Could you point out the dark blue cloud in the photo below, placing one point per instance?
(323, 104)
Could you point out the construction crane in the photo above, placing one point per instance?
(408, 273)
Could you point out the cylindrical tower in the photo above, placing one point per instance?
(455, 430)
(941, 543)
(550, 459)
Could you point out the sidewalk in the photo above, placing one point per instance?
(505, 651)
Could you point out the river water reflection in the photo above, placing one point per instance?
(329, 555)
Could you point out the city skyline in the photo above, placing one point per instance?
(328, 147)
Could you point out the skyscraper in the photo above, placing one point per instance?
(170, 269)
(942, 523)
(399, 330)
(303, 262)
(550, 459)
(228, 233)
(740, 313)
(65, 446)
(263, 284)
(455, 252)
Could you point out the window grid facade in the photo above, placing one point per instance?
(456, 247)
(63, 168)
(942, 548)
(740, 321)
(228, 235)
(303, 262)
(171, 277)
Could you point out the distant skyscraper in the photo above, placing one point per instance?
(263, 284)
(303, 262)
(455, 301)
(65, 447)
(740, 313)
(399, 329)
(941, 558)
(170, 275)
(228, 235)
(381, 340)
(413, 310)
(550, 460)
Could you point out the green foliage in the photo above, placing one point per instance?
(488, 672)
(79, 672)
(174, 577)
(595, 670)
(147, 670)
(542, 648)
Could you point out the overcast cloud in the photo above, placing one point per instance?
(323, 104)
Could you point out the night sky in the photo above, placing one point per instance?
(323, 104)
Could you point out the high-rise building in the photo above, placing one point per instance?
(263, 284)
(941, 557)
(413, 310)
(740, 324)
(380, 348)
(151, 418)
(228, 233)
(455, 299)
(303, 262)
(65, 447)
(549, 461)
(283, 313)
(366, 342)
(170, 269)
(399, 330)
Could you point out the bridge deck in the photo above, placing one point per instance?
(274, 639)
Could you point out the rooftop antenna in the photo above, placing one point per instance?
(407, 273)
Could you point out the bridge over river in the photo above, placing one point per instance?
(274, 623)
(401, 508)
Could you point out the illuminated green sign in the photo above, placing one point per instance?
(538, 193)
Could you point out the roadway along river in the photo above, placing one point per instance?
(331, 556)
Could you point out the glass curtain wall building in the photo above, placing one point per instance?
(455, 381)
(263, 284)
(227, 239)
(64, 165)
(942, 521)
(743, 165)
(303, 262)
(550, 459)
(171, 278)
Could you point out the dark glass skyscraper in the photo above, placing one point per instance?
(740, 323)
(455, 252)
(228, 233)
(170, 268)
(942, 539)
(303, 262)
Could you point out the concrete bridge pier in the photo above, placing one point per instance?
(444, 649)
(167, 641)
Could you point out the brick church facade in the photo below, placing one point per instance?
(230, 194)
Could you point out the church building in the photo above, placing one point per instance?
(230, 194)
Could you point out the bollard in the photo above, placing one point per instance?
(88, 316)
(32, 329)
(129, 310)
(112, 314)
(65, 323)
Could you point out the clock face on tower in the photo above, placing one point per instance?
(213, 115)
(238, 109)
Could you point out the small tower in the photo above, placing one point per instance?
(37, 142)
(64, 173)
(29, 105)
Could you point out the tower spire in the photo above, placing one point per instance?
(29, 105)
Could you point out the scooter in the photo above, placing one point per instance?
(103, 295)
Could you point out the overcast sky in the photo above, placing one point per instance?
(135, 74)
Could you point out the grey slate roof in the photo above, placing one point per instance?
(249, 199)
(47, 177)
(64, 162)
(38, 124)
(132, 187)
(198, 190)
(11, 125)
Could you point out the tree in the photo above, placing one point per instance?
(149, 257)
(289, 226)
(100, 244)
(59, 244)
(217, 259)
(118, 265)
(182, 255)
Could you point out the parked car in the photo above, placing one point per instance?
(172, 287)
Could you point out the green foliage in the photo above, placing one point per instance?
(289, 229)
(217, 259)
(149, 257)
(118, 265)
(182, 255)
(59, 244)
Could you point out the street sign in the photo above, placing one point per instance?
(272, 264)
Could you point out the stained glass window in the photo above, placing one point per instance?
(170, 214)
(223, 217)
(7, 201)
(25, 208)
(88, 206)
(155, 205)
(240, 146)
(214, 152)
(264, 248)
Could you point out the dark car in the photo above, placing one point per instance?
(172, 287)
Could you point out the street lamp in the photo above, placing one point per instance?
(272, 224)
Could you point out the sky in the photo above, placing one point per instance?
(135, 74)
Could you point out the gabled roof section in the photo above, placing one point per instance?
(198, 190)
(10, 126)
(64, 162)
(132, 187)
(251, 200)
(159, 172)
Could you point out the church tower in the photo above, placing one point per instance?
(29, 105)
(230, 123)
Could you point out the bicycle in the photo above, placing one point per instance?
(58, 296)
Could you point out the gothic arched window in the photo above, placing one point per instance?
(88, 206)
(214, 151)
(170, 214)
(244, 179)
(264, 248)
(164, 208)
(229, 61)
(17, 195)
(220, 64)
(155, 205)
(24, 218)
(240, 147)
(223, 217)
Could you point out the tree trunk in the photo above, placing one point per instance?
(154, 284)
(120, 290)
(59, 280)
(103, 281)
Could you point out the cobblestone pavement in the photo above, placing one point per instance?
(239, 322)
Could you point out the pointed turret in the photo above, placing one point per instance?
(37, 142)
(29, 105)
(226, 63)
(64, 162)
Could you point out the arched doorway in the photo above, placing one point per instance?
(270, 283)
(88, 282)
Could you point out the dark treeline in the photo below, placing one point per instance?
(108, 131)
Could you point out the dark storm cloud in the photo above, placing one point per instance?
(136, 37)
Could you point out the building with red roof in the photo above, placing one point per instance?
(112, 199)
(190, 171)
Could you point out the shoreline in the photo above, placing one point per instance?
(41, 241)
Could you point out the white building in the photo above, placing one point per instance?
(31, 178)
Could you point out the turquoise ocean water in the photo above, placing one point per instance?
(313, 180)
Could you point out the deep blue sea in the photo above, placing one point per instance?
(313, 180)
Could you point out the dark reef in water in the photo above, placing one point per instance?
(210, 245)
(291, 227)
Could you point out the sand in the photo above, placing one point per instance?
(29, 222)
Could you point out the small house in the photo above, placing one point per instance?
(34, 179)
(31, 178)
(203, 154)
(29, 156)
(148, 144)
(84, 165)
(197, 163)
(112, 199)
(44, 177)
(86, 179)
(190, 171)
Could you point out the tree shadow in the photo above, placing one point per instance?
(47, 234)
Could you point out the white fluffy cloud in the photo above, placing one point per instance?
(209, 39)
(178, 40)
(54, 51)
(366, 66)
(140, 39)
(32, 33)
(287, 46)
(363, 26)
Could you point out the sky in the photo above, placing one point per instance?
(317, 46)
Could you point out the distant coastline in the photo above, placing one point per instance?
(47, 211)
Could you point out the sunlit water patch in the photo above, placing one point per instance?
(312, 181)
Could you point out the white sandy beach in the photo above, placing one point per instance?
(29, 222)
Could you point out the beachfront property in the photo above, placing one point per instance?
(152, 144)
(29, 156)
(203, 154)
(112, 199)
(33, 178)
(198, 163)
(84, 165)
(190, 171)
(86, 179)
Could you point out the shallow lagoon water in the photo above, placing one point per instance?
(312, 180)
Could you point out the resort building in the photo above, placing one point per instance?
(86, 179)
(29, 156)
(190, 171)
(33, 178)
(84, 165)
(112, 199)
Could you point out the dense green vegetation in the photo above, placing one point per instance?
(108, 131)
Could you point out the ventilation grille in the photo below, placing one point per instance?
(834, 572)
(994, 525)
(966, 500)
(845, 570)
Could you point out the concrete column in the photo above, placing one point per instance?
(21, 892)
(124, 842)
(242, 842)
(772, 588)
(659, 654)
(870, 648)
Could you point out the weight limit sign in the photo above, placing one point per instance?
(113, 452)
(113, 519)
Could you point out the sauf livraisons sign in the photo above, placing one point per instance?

> Task:
Every record above needs to be repeated word for word.

> Solution for this task:
Could you point out the dark blue cloud in the photo below, placing one point per instance?
(323, 104)
Could you point out the construction crane in the photo above, placing one point per instance?
(408, 273)
Could you point out the cylindrical tower in the photo above, placing one point per instance?
(455, 430)
(941, 543)
(550, 459)
Could you point out the sidewalk in the photo above, placing one point per instance?
(505, 651)
Could you point out the river water reflection in the photo above, placing one point per instance?
(329, 555)
Could you point out the city skyline in the photo above, placing one point per instance?
(328, 147)
Could you point out the skyscraper in the photo above, placing one point per instance?
(170, 269)
(942, 523)
(399, 330)
(303, 262)
(550, 459)
(228, 233)
(740, 313)
(65, 446)
(263, 284)
(455, 252)
Could you point out the window grid facade in the photo above, placing one point per instance?
(456, 247)
(63, 168)
(942, 548)
(740, 321)
(228, 235)
(303, 262)
(171, 277)
Could you point out the distant skyscraper in the photo above, placing one point per instance?
(263, 284)
(303, 262)
(455, 301)
(65, 447)
(740, 313)
(399, 329)
(941, 558)
(170, 275)
(228, 235)
(381, 340)
(413, 310)
(550, 460)
Could you point out the green foliage in the photo above, placing one point per instance?
(488, 672)
(79, 672)
(174, 577)
(595, 670)
(147, 670)
(542, 648)
Could you point out the overcast cloud in the photo above, placing one point per instance?
(323, 104)
Could you point out the night sky in the photo above, placing one point per instance?
(323, 104)
Could you point out the high-rise building in the photo above, placing one point per instance?
(263, 284)
(941, 557)
(413, 310)
(740, 324)
(380, 348)
(151, 418)
(228, 233)
(455, 299)
(303, 262)
(65, 447)
(549, 461)
(283, 313)
(366, 342)
(170, 269)
(399, 330)
Could you point out the bridge deck in the photo above, placing one point per instance?
(274, 639)
Could you point out the rooftop antenna in the photo above, placing one point per instance?
(407, 273)
Could you point out the bridge over river in the photo above, placing one point per instance?
(274, 623)
(401, 508)
Could you point out the illuminated green sign in the photo above, placing one point per instance?
(538, 193)
Could you point out the roadway along river in the photo above, placing one point per instance?
(331, 556)
Could you point out the glass curtain wall building in the photo above, placing one point per instance?
(455, 381)
(263, 284)
(227, 239)
(64, 165)
(942, 521)
(743, 165)
(303, 262)
(550, 459)
(171, 278)
Could you point out the dark glass skyscraper in the photo above, placing one point per instance?
(740, 323)
(455, 252)
(228, 233)
(170, 268)
(942, 539)
(303, 262)
Could you point out the concrete bridge pier in the photo above, placing one point per instance?
(444, 649)
(167, 641)
Could you point out the brick church facade in the photo below, placing one point per instance?
(230, 194)
Could you point out the church building in the photo above, placing one point per instance?
(230, 194)
Could you point out the bollard in the photo above, placing one point per instance?
(88, 316)
(32, 329)
(129, 310)
(112, 314)
(65, 323)
Could you point out the clock face on tower in the photo above, placing one point per instance?
(213, 115)
(238, 109)
Could you point out the small tower in the photo above, placing one point per instance?
(37, 142)
(64, 173)
(29, 105)
Could you point out the tower spire in the photo above, placing one point per instance?
(29, 105)
Could you point out the scooter in the photo above, placing one point per instance?
(103, 295)
Could you point out the overcast sky in the photo above, placing one point per instance?
(135, 74)
Could you point out the grey slate roof in the photo above, placing one point per instance?
(249, 199)
(47, 177)
(64, 162)
(38, 124)
(132, 187)
(198, 190)
(11, 125)
Could you point out the tree in the photo above, placing one point per instance?
(149, 257)
(289, 226)
(100, 244)
(59, 244)
(217, 259)
(118, 265)
(182, 255)
Could you point out the parked car in the photo above, placing one point per instance?
(172, 287)
Could you point out the green foliage in the photo above, placing one point per instance?
(289, 229)
(217, 259)
(149, 257)
(118, 265)
(182, 255)
(59, 244)
Could you point out the street sign in the photo above, placing one point per instance?
(272, 264)
Could you point out the stained glass window in the photo above, placing one point per instance?
(170, 214)
(223, 217)
(7, 201)
(25, 208)
(88, 206)
(155, 205)
(240, 146)
(214, 152)
(264, 248)
Could you point out the dark car in the photo above, placing one point per instance?
(172, 287)
Could you point out the street lamp in the photo above, placing one point per instance?
(272, 224)
Could you point out the sky in the photo above, placing one point per instance?
(135, 74)
Could you point out the gabled roof section in the photo above, placing one point per instance?
(198, 190)
(10, 126)
(64, 162)
(132, 187)
(251, 200)
(159, 172)
Could you point out the church tower in the photo above, placing one point per instance?
(29, 105)
(230, 123)
Could you point out the bicycle in the photo above, placing one point per instance?
(58, 296)
Could you point out the gothic arched window in the photo above, placing one point per instance?
(88, 206)
(214, 151)
(170, 214)
(244, 179)
(264, 248)
(164, 208)
(229, 61)
(17, 195)
(220, 64)
(155, 205)
(24, 218)
(240, 147)
(223, 217)
Could you point out the tree trunk in the photo above, placing one point per instance?
(154, 284)
(120, 290)
(59, 280)
(103, 281)
Could you point out the cobblestone pavement in the photo above, placing one point per instance?
(239, 322)
Could you point out the pointed turret in the photo above, placing one point per instance?
(37, 142)
(29, 105)
(226, 63)
(64, 162)
Could you point out the arched doorway in the photo above, placing one point per instance?
(270, 283)
(88, 282)
Could you point out the dark treeline in the photo below, placing one point per instance?
(108, 131)
Could you point out the dark storm cloud in the photo above, placing one point per instance?
(136, 37)
Could you point out the building with red roof in the photo above, placing one point per instance?
(112, 199)
(190, 171)
Could you point out the shoreline in the photo above, placing one point per instance?
(41, 241)
Could you point out the white building in the photo above, placing one point per instance?
(31, 178)
Could you point out the turquoise ocean water in the photo above, placing one point per instance?
(313, 180)
Could you point out the deep blue sea in the photo above, placing one point per instance?
(313, 180)
Could you point out the dark reef in water in the photo above, placing one point per instance?
(210, 245)
(291, 227)
Could you point out the sand in the photo above, placing one point per instance?
(29, 222)
Could you point out the small house in the photo above, placing one point per instance?
(34, 179)
(31, 178)
(203, 154)
(29, 156)
(148, 144)
(84, 165)
(197, 163)
(112, 199)
(44, 177)
(86, 179)
(190, 171)
Could you point out the tree shadow in the photo above, placing one point per instance?
(47, 234)
Could you point out the white fluffy cloud in the photo above, placing one point per instance?
(209, 39)
(178, 40)
(54, 51)
(366, 66)
(140, 39)
(32, 33)
(287, 46)
(363, 26)
Could you point out the sky in the photo above, placing one point per instance?
(317, 46)
Could you point out the distant coastline in the photo above, placing one point per instance?
(47, 211)
Could you point out the sunlit water patch in the photo above, placing one point per instance?
(312, 181)
Could you point out the white sandy beach in the photo above, placing one point per instance?
(29, 222)
Could you point out the beachfront property in the photo above, placing one point per instance?
(152, 144)
(29, 156)
(203, 154)
(112, 199)
(33, 178)
(198, 163)
(84, 165)
(190, 171)
(86, 179)
Could you point out the shallow lagoon water in the photo above, placing one point per instance?
(312, 180)
Could you point out the resort building in the photo above, placing one point per instance?
(86, 179)
(29, 156)
(190, 171)
(33, 178)
(84, 165)
(112, 199)
Could you point out the dense green vegetation in the photo above, placing one point per instance?
(108, 131)
Could you point out the ventilation grille in the photo below, placing one point per instance?
(834, 572)
(994, 525)
(966, 500)
(845, 570)
Could you point out the concrete column in the photo above, placing one point per instance?
(21, 892)
(124, 842)
(242, 842)
(772, 588)
(659, 654)
(870, 648)
Could you point out the weight limit sign in the photo above, placing one point per instance?
(113, 452)
(113, 519)
Could you point out the sauf livraisons sign in the photo above, placing one point per instance?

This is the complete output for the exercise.